Exercise details
Find the line containing "of the trumpet.", then output it and every line after it through the end of the listing below, exactly as written.

Data section

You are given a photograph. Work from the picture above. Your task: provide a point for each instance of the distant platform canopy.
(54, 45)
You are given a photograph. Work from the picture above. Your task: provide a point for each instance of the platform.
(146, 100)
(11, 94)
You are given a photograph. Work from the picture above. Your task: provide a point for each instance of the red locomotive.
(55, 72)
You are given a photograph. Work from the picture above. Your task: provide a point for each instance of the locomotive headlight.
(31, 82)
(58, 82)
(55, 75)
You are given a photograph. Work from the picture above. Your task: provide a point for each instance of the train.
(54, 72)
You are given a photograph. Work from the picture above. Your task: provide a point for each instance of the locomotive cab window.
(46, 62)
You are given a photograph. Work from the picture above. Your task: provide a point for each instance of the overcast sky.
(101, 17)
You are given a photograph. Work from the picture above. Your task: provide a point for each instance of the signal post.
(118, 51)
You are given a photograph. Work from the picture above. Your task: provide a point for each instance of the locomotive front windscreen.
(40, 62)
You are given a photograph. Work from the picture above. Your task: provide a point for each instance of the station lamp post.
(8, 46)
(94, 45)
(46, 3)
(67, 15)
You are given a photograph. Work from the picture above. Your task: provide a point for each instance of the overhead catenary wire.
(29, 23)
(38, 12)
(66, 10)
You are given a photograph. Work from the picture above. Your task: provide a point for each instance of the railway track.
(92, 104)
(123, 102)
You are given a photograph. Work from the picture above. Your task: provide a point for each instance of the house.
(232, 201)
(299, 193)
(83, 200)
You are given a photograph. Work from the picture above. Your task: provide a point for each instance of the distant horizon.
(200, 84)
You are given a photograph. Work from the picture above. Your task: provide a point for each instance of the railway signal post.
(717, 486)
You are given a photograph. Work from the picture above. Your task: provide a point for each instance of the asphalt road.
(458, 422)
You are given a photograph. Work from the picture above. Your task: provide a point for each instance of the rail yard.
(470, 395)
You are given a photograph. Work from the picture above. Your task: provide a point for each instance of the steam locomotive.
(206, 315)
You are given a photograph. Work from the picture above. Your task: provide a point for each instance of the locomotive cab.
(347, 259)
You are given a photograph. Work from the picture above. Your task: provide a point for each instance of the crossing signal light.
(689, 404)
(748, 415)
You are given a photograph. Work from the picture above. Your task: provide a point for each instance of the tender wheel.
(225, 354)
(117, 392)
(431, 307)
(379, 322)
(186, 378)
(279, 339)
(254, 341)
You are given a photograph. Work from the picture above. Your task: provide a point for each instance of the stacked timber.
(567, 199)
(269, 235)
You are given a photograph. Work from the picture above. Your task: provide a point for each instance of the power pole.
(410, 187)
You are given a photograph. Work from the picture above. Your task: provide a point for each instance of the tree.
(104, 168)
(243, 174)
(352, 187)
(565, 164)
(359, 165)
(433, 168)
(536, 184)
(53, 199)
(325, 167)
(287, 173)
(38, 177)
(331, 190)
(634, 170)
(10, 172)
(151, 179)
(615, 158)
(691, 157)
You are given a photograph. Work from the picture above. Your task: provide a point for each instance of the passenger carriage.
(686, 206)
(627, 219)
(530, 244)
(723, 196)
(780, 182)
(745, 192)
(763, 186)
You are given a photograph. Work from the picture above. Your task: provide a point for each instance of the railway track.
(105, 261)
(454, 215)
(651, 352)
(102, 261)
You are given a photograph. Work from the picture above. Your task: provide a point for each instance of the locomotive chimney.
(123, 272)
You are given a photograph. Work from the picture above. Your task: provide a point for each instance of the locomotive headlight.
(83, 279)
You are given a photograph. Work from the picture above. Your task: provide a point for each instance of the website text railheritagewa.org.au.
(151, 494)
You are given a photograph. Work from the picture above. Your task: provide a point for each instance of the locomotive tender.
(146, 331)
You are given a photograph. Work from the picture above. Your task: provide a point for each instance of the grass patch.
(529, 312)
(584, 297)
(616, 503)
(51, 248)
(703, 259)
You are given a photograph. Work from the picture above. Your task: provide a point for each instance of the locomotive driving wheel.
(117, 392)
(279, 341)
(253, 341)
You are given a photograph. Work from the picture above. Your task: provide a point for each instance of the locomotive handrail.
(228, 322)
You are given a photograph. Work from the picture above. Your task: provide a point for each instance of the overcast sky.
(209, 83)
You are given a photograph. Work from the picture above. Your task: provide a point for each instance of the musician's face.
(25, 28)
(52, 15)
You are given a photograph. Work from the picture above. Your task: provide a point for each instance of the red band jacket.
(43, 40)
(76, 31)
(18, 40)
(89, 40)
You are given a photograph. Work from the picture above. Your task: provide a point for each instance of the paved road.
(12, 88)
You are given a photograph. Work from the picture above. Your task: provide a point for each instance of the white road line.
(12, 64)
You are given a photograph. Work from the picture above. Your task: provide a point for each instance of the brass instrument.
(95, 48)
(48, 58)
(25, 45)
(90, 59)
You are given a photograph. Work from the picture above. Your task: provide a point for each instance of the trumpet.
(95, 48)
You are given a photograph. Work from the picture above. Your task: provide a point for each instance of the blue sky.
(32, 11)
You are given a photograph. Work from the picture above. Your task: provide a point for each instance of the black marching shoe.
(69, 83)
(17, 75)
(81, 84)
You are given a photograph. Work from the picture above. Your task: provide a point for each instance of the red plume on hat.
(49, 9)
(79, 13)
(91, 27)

Solved exercise
You are given a photograph. Work from the picture above. Your task: provide a point for each instance of the trumpet.
(95, 48)
You are given a photograph. Work from the picture above. Your task: provide a point for each instance of the blue sky.
(32, 11)
You are given a photograph. Work from the picture above. Your task: provide a point for each instance of the black marching shoe.
(69, 83)
(17, 75)
(81, 84)
You are given a photograph. Work from the picture above. Your task: provide a point for each instance of the red plume on hat.
(49, 9)
(79, 13)
(91, 27)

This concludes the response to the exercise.